Task details
Can you format every line of the data below as a JSON list of strings, one string per line, with blank lines skipped and the picture left out?

Data in this exercise
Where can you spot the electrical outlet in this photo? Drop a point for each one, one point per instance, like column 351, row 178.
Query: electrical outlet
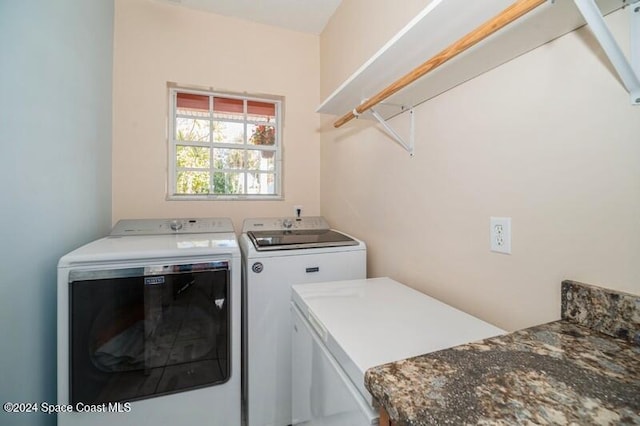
column 500, row 232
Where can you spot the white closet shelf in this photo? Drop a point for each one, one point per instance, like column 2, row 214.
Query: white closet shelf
column 436, row 27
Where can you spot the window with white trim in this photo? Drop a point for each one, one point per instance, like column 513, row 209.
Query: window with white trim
column 224, row 146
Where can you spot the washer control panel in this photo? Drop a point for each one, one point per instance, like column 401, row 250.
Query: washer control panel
column 172, row 226
column 285, row 223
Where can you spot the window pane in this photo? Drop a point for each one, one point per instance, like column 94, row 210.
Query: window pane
column 228, row 158
column 261, row 111
column 261, row 160
column 226, row 132
column 188, row 129
column 192, row 156
column 194, row 105
column 261, row 183
column 262, row 134
column 189, row 182
column 228, row 108
column 228, row 183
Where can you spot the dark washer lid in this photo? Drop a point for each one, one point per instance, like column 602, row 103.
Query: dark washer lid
column 289, row 240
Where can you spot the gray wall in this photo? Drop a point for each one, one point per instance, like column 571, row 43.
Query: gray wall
column 55, row 174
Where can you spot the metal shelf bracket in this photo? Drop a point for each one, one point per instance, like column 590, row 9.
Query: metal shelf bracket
column 628, row 70
column 408, row 146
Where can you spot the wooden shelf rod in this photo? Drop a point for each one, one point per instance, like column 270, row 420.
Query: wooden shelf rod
column 510, row 14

Response for this exercise
[
  "Where can you spot the electrical outlet in this photo? Drop a point for each one, one point per instance, like column 351, row 178.",
  "Query: electrical outlet",
  "column 500, row 232",
  "Where can you spot the white closet shelf in this photo? Drop a point for each one, one point per instance, like column 2, row 214.",
  "Query: white closet shelf",
  "column 436, row 27",
  "Where can you spot the window with white trim in this photo? Drop a point for each one, one point per instance, like column 513, row 209.",
  "Query: window with white trim",
  "column 224, row 146",
  "Where can you spot the washer control panel in this photo? Drop a point for each one, one point per instance, like column 401, row 250.",
  "Query: washer control panel",
  "column 172, row 226",
  "column 285, row 223",
  "Where can you spot the window pane in this photo? Drop a point for each one, one point per instance, like column 94, row 210.",
  "Query: window pane",
  "column 228, row 158",
  "column 261, row 111",
  "column 261, row 160",
  "column 226, row 132",
  "column 188, row 129",
  "column 192, row 156",
  "column 194, row 105",
  "column 261, row 183",
  "column 262, row 134",
  "column 189, row 182",
  "column 228, row 108",
  "column 228, row 183",
  "Where can you spot the dark washer lid in this photo? Drop a point for each one, one point per instance, like column 602, row 103.",
  "Query: dark washer lid",
  "column 289, row 240",
  "Where can you spot the gray wall in this photo? Drop a point for each one, one point per instance, like column 571, row 43.",
  "Query: gray wall",
  "column 55, row 174",
  "Where can you spot the metal shelf bracket in this photo? Drop a point for each one, one point per instance, like column 590, row 9.",
  "Query: metal shelf bracket",
  "column 628, row 70",
  "column 408, row 146",
  "Where can you spot the wooden shelf rod in this photo? Drop a point for each one, one point per instance, like column 270, row 420.",
  "Query: wooden shelf rod",
  "column 510, row 14"
]